> [WHAT IS EXPECTED]:
Report every line in the listing below that contains the word "lamp" by copying each such line in full. Case counts when matching.

** BEGIN MATERIAL SUPPLIED **

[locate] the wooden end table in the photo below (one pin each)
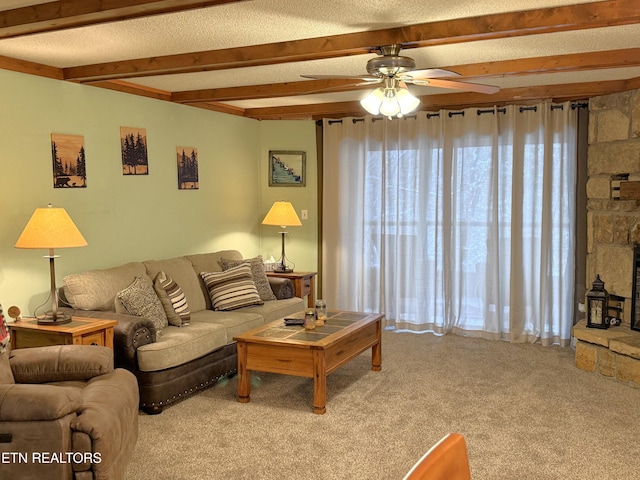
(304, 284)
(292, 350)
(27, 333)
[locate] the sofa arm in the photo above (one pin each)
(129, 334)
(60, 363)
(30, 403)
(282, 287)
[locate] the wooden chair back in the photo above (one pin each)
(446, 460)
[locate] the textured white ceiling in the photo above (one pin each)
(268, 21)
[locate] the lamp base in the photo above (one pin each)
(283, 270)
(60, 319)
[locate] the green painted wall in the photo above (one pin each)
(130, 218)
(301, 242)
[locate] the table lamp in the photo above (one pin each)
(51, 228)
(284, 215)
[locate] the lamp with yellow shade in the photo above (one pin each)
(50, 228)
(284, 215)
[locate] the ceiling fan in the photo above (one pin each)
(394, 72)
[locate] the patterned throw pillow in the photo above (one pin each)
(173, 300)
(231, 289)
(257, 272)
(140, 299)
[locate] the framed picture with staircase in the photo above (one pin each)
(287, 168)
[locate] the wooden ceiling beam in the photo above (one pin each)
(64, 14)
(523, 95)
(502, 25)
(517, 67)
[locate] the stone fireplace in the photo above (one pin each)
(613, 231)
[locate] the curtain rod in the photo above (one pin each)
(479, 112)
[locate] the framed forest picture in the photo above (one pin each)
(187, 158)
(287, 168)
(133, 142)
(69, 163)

** END MATERIAL SUPPLIED **
** BEGIN MATERIAL SUPPLIED **

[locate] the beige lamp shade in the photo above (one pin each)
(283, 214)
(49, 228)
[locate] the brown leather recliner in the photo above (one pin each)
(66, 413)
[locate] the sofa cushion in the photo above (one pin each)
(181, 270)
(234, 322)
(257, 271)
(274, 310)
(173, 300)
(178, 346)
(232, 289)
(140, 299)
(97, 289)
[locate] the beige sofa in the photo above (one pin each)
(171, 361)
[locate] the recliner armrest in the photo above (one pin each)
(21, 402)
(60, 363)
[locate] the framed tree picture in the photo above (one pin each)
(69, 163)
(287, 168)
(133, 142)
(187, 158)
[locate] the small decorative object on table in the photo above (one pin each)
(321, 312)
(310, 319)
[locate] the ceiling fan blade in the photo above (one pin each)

** END MATERIAL SUPPLIED **

> [EXERCISE RESPONSE]:
[locate] the lamp base in the photo above (one pin each)
[locate] the table lamp in the photo above (one pin each)
[locate] the lamp with yellow shade in the photo above (one pin each)
[locate] the beige lamp shade in the photo above (one pin each)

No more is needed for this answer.